---- Task inputs

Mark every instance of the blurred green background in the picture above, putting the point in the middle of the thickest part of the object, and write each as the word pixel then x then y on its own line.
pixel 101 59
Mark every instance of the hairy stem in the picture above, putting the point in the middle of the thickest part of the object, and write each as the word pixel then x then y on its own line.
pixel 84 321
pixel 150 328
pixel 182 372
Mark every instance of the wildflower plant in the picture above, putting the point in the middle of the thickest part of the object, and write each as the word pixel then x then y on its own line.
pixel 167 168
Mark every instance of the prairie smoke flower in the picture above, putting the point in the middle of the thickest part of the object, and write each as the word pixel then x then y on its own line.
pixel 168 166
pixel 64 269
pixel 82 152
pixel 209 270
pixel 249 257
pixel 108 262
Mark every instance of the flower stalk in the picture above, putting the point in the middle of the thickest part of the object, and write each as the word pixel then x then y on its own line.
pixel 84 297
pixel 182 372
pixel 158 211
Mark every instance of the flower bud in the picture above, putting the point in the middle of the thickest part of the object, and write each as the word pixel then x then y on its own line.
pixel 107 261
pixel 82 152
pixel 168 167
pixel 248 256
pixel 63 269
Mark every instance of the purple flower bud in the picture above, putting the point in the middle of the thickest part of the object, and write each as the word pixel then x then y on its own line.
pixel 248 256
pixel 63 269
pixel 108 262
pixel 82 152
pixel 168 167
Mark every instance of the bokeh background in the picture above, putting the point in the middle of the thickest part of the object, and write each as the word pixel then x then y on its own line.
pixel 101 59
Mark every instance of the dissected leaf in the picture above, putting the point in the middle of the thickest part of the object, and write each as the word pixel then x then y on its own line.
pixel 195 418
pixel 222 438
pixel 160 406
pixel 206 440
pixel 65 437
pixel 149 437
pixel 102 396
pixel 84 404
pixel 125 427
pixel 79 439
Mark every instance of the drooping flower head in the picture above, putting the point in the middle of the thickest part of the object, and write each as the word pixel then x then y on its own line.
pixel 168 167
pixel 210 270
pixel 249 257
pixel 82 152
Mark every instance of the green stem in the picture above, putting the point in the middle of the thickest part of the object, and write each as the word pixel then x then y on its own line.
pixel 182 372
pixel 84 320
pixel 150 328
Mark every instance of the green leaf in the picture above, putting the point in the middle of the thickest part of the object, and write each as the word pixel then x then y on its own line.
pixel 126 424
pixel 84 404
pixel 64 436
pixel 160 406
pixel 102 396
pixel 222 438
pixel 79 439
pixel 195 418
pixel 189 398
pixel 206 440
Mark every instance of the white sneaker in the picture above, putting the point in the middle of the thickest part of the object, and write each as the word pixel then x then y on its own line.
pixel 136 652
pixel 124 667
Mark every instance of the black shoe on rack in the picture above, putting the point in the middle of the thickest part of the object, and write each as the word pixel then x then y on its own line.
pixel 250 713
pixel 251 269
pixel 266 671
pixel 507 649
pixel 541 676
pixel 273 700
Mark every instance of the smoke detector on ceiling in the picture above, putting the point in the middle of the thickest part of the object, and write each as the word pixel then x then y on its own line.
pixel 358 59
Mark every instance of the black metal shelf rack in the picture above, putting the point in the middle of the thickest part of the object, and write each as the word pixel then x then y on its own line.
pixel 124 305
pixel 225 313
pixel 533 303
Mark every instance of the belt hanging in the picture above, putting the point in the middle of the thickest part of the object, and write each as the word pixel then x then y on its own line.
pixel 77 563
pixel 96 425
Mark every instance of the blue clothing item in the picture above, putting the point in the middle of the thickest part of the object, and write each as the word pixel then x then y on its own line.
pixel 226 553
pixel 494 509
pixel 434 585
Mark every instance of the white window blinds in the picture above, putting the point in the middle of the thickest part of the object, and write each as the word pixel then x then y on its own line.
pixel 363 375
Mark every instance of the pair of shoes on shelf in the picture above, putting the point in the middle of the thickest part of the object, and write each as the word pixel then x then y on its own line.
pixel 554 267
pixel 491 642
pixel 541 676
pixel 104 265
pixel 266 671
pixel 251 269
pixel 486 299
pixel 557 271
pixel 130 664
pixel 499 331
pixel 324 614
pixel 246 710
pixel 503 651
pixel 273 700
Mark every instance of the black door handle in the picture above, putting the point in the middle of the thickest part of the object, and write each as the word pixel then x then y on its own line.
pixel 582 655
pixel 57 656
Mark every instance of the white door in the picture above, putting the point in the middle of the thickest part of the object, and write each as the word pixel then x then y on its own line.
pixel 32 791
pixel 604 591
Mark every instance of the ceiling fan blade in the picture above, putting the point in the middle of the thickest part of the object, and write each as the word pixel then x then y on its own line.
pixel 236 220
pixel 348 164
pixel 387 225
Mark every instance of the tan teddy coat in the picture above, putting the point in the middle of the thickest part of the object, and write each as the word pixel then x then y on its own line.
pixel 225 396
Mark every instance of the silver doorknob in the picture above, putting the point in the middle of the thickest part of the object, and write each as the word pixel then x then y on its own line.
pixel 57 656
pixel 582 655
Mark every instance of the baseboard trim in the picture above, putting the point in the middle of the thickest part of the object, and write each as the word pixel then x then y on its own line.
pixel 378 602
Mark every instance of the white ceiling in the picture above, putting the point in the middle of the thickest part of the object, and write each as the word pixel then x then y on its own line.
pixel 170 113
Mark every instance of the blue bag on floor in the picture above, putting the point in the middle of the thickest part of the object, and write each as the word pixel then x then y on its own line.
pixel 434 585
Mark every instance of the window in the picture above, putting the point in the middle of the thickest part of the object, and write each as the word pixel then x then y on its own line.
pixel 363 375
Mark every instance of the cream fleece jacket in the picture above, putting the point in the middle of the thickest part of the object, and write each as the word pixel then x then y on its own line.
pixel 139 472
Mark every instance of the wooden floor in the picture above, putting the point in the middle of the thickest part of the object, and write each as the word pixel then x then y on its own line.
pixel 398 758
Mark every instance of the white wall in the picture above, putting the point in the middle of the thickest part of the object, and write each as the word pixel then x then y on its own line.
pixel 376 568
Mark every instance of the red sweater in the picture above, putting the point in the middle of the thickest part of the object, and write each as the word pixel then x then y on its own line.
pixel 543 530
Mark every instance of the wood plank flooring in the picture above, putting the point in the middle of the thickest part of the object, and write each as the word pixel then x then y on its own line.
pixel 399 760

--------

Given instruction => Give back, unchanged, every line from the one with "Mark every instance of the cream" to the end of the entries above.

Answer =>
Mark every instance of the cream fleece jacket in the picture above, putting the point in the middle of the thickest part of the object, and write each as the word pixel then x then y on its own line.
pixel 139 472
Mark every instance of the wooden floor in the picture above, putting the point in the middle of the thickest part of the object, and write each as the word pixel then x then y on its own line.
pixel 398 758
Mark every instance of the white wall in the picture above, putting the point in the middle of the thickest part of the object, and write each as the word pixel then x then y on its own line.
pixel 376 568
Mark every instance of the red sweater in the picture above, putting the point in the middle of the thickest part of the object, and write each as the word pixel then x then y on its own line.
pixel 543 530
Mark every instance of the wood plank flooring in the picture above, putting the point in the middle of the thickest part of the object, and write each as the word pixel then x then y on its own line.
pixel 399 760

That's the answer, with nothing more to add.